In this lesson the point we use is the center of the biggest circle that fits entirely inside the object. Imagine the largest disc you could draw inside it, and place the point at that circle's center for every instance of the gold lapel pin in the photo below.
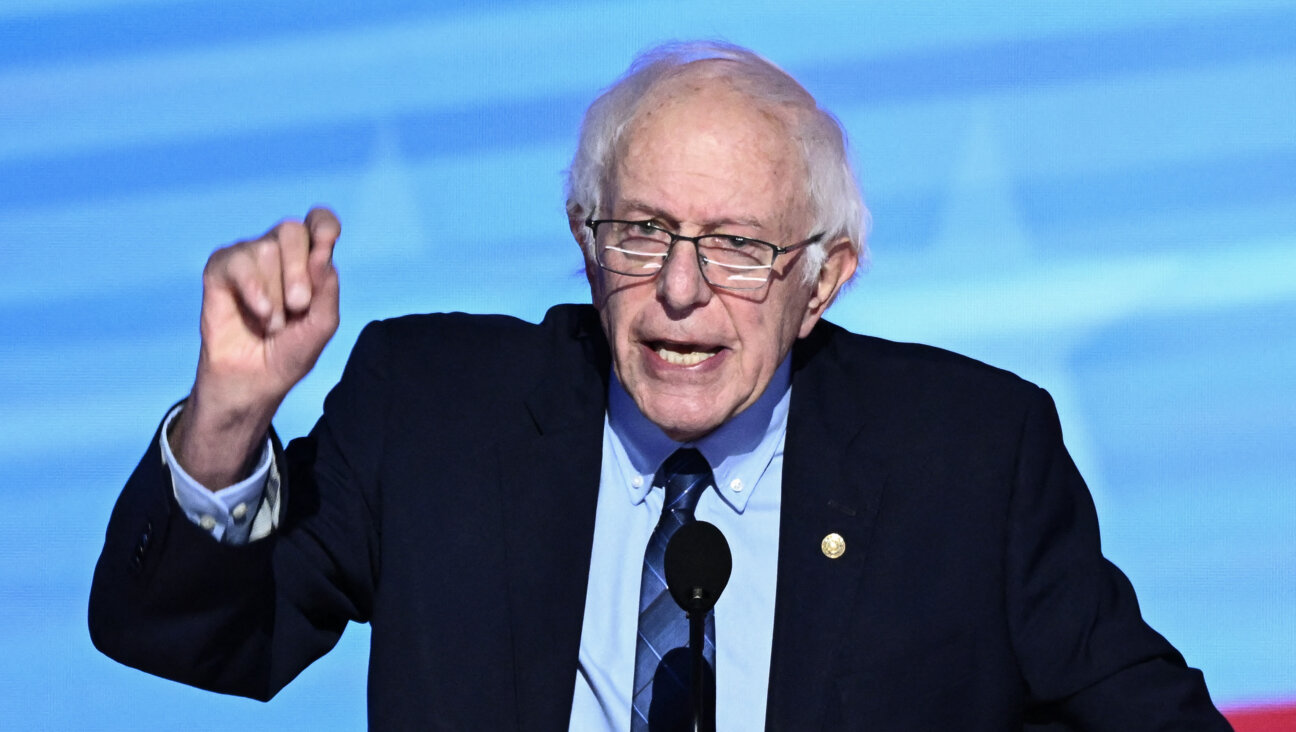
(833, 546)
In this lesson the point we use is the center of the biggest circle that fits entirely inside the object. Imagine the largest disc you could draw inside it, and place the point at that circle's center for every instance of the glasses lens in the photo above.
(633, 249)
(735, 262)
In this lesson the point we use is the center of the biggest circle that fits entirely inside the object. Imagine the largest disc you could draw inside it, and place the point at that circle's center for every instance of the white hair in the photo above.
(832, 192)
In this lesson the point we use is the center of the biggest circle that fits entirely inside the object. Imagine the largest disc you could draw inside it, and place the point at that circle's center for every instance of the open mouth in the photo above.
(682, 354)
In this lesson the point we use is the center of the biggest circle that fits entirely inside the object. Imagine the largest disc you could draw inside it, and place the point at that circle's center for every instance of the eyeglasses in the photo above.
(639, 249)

EXERCISE GOAL »
Everything in the records that precede this task must be written out again exactly, except the pictures.

RESULT BELOW »
In this lesson the point we use is the center of the biggest circle that fits entirely inside the object. Imagine the largest disc you could draw inside it, and place the point at that circle's center for every instance of the gold lapel pin in the photo below.
(833, 546)
In this lesson the point we use is the center of the biggest circle that fits entirely inside the object. Imagine the largest disc you could draw inside it, and place the point at that circle's center for every instance of the glasses lens in the photo above.
(633, 249)
(735, 262)
In this lesson the point we use is the center of the biggest circle that fits entirely inside the object. Imagine the largest disc you could draw inside it, and place the point at that circle's center for every instance of the white hair in the photo above.
(832, 192)
In this lesson the point we use is the center of the biggest circle that fits entirely inside the object. Imagine the largest disc you could draw inside it, and place the point at that circle's center for every instance of the open mouth in the photo above.
(682, 354)
In this lesson the point we use is the center of the biggest circle that fits entirely inside the object. Imagine the largest disc you could draw inside it, and place the point at that circle's center for every instance of the eyeglasses in the photo above.
(639, 249)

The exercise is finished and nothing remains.